** Exercise goal **
Where a line below holds the string "minivan", that line goes into the answer.

—————

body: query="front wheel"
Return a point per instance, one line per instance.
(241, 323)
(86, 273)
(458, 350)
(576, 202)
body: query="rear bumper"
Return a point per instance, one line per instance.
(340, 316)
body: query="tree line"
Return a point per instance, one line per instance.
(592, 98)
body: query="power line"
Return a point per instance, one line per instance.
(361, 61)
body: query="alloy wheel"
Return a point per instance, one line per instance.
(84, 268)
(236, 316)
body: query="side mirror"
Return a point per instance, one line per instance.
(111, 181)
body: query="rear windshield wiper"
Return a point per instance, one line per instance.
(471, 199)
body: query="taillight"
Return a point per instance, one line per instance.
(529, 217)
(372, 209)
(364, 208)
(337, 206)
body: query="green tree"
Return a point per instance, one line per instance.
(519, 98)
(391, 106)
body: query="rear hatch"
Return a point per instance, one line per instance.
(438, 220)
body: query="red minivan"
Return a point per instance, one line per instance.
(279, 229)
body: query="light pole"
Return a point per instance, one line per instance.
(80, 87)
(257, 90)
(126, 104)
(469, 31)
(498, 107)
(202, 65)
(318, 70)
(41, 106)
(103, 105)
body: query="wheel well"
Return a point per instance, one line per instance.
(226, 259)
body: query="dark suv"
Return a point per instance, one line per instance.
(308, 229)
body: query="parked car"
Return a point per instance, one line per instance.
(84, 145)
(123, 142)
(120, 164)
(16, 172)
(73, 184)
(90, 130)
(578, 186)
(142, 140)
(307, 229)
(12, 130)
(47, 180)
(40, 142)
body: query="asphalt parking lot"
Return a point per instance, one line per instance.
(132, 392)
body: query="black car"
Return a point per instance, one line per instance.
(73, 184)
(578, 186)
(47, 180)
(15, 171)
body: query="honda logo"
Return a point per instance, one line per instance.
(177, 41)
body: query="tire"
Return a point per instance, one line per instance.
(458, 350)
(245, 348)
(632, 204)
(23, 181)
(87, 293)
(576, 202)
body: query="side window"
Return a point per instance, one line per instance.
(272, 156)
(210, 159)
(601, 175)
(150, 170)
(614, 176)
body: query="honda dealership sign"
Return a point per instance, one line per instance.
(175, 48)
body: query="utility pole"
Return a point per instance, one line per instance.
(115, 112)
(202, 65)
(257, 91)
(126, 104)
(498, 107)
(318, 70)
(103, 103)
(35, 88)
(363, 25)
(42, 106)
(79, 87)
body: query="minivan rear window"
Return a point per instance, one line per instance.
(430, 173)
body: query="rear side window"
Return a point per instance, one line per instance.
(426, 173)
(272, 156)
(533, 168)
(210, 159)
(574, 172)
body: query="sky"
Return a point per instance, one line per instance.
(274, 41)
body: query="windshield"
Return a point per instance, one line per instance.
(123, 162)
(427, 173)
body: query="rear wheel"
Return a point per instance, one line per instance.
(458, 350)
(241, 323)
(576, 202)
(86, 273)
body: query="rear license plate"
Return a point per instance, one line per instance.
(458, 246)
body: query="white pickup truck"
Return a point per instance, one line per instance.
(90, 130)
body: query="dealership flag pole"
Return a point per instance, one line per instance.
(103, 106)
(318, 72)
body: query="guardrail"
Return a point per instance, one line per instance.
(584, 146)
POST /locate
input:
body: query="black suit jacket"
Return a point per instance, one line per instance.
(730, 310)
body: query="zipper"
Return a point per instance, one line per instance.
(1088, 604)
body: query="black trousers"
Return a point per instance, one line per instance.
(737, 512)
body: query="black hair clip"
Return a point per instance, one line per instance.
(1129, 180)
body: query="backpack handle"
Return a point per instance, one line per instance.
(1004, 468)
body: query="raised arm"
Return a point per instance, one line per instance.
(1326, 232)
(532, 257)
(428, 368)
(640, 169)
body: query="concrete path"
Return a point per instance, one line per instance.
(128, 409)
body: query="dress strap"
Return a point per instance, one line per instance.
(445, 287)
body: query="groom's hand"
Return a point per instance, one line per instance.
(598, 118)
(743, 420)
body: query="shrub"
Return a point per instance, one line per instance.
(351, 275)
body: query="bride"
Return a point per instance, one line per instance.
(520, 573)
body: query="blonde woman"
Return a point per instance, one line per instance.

—————

** Exercise solution **
body: query="red minivan"
body: query="minivan rear window"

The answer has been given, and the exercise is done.